- [Requirement]: Reproduce all of the material below, swapping each occurrence of "outline" for "polygon" and keeping everything else unchanged.

- [Extracted material]:
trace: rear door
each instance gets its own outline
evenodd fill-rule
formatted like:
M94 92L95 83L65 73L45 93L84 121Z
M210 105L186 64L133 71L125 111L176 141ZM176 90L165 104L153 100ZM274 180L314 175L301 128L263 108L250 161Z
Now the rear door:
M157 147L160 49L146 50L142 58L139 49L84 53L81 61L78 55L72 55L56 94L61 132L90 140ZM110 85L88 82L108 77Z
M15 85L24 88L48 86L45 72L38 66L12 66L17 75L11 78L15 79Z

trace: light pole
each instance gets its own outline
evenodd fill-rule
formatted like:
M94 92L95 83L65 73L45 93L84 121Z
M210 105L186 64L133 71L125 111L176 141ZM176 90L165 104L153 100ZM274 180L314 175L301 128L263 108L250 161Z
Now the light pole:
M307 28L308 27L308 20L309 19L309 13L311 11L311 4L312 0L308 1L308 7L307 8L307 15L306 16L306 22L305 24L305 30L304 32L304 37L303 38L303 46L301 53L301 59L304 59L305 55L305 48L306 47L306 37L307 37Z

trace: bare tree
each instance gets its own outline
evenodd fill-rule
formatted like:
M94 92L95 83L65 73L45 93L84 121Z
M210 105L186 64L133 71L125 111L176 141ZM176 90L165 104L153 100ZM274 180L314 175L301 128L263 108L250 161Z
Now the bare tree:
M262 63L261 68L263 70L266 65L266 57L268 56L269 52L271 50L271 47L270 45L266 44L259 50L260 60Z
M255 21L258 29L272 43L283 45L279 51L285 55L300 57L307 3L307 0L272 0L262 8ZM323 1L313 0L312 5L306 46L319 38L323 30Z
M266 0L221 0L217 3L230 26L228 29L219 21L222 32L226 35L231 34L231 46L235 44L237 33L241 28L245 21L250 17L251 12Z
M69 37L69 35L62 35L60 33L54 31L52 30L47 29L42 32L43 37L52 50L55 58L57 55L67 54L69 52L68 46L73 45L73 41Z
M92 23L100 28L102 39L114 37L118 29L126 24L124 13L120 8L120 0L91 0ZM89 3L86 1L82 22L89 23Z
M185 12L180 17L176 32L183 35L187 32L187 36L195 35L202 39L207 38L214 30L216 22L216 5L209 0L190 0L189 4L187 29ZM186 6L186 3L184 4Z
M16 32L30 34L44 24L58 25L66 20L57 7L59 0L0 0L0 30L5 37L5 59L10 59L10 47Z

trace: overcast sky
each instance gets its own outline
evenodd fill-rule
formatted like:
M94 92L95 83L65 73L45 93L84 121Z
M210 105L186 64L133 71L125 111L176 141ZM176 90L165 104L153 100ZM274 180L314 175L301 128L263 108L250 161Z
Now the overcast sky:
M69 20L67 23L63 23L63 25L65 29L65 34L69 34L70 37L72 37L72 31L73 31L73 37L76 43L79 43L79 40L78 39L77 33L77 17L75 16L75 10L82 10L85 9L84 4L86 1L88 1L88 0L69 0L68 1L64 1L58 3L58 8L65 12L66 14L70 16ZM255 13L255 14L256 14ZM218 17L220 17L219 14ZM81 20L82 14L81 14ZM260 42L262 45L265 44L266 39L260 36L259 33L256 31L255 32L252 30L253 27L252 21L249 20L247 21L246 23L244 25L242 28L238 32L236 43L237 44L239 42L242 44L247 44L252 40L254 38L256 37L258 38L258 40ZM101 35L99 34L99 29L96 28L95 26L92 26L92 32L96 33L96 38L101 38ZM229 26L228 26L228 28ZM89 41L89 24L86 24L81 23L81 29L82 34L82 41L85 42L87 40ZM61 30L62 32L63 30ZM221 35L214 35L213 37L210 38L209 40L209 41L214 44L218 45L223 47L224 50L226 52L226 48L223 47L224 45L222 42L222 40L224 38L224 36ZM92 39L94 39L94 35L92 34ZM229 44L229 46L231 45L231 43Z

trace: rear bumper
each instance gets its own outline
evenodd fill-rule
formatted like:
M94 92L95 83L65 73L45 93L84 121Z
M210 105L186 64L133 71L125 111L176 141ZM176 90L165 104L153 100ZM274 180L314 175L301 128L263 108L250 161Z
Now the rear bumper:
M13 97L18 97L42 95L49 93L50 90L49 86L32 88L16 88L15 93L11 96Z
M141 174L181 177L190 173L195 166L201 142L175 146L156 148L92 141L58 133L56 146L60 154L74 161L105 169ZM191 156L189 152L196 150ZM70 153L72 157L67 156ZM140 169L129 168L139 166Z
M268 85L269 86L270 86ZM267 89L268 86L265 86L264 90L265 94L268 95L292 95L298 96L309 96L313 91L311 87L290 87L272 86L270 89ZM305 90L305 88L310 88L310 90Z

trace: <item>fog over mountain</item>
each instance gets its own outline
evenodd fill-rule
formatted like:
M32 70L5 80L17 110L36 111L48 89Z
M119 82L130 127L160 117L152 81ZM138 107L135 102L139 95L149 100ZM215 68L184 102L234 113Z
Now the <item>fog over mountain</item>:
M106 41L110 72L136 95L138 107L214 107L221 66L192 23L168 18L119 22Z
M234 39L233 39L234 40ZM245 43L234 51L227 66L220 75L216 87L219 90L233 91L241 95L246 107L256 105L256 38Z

- [Correct answer]:
trace: rear door
each instance gets its own polygon
evenodd fill-rule
formatted like:
M94 92L95 83L65 73L45 93L84 121Z
M210 105L186 64L133 71L125 111L176 141ZM176 90L165 104L153 100ZM274 180L314 175L301 128L263 108L250 161Z
Now the rear door:
M157 147L160 49L146 50L142 58L139 49L84 53L81 61L78 55L72 55L56 94L61 132L90 140ZM110 85L88 82L108 77Z
M15 85L24 88L48 86L45 72L38 66L12 66L17 75L11 78L15 79Z

trace: light pole
each instance gets its own polygon
evenodd fill-rule
formatted like:
M94 92L95 83L65 73L45 93L84 121Z
M210 105L186 64L133 71L125 111L176 141ZM176 90L165 104L153 100ZM274 180L314 175L301 128L263 108L250 161Z
Now the light pole:
M307 28L308 27L308 20L309 19L309 13L311 11L311 4L312 0L308 1L308 7L307 8L307 15L306 16L306 22L305 24L305 30L304 32L304 37L303 38L303 46L301 53L301 59L304 59L305 55L305 48L306 47L306 37L307 37Z

trace: bare tree
each instance gets its own polygon
evenodd fill-rule
formatted like:
M94 92L95 83L65 73L45 93L84 121Z
M210 105L186 64L133 71L125 111L176 141ZM176 90L165 104L153 100ZM274 180L314 175L301 128L263 108L250 161Z
Now the bare tree:
M262 63L261 68L263 70L266 65L266 57L268 56L269 52L271 50L271 47L270 45L266 44L259 50L260 60Z
M255 21L258 29L272 43L283 45L279 51L285 55L300 57L307 3L307 0L272 0L262 8ZM323 1L313 0L312 5L306 46L319 38L323 30Z
M266 0L221 0L217 3L230 26L228 29L219 21L222 32L226 35L231 34L231 46L235 44L237 33L241 28L245 21L250 17L251 12Z
M69 37L69 35L62 35L60 33L54 31L52 30L47 29L42 32L43 37L52 50L55 58L57 55L67 54L69 52L68 46L73 45L73 41Z
M92 23L100 28L102 39L114 37L118 29L126 24L124 13L120 8L120 0L91 0ZM89 3L86 1L82 22L89 23Z
M185 12L180 17L176 32L183 35L187 32L187 36L195 35L202 39L207 38L214 30L216 22L216 5L209 0L190 0L189 4L187 29ZM186 6L186 3L184 4Z
M16 32L30 34L44 24L58 25L66 20L57 7L59 0L0 0L0 30L5 37L5 59L10 59L10 47Z

trace: overcast sky
each instance gets its own polygon
evenodd fill-rule
formatted like:
M94 92L95 83L65 73L45 93L84 121Z
M210 105L186 64L133 71L125 111L176 141ZM176 90L165 104L153 100ZM274 180L314 175L301 128L263 108L250 161Z
Now the overcast sky:
M69 20L67 23L63 23L63 25L65 29L65 34L69 34L70 37L72 37L72 31L73 31L73 37L76 43L79 43L79 40L78 39L77 33L77 17L75 16L75 10L82 10L85 9L84 4L86 1L88 1L88 0L69 0L68 1L64 1L58 3L58 8L65 12L66 14L70 16ZM255 13L255 14L256 14ZM218 17L220 17L219 14ZM81 20L82 14L81 14ZM260 42L262 45L265 44L266 39L260 36L259 33L256 31L255 32L252 30L253 27L252 21L249 20L247 21L246 23L244 25L242 28L238 32L236 43L237 44L239 42L242 44L247 44L252 40L254 38L256 37L258 38L258 40ZM101 35L99 34L99 29L96 28L95 26L92 26L92 32L96 33L96 38L101 38ZM229 26L228 26L228 28ZM89 41L89 24L86 24L81 23L81 29L82 34L82 41L85 42L87 40ZM61 30L62 32L63 30ZM221 35L214 35L213 37L210 38L209 40L209 41L214 44L218 45L223 47L224 50L226 52L226 48L223 47L224 45L222 42L222 40L224 38L224 36ZM92 39L94 39L94 35L92 34ZM229 44L229 46L231 45L231 43Z

trace: rear bumper
each instance gets its own polygon
evenodd fill-rule
formatted like:
M94 92L95 83L65 73L45 93L84 121Z
M210 105L186 64L133 71L125 111L176 141ZM176 90L165 104L153 100ZM274 180L314 175L301 128L263 108L250 161Z
Now the rear bumper:
M13 97L18 97L42 95L49 93L50 90L49 86L32 88L16 88L15 93L11 96Z
M141 174L181 177L190 173L195 166L201 142L175 146L156 148L92 141L58 133L56 146L60 154L74 161L105 169ZM191 156L189 152L196 150ZM70 153L72 157L67 156ZM140 169L129 168L139 166Z
M268 85L269 86L270 86ZM267 89L268 86L265 86L264 90L265 94L268 95L292 95L298 96L309 96L313 91L311 87L290 87L272 86L270 89ZM305 90L305 88L310 88L310 90Z

trace: <item>fog over mountain</item>
each instance gets its own polygon
evenodd fill-rule
formatted like:
M32 70L5 80L17 110L36 111L48 89Z
M119 82L130 127L160 117L152 81ZM138 107L135 102L139 95L149 100ZM215 68L184 102L234 113Z
Now the <item>fog over mountain</item>:
M106 41L110 72L136 95L138 107L214 107L221 66L192 23L168 18L119 22Z
M234 39L233 39L234 40ZM245 43L234 51L227 66L220 75L216 87L219 90L233 91L241 95L246 107L256 105L256 38Z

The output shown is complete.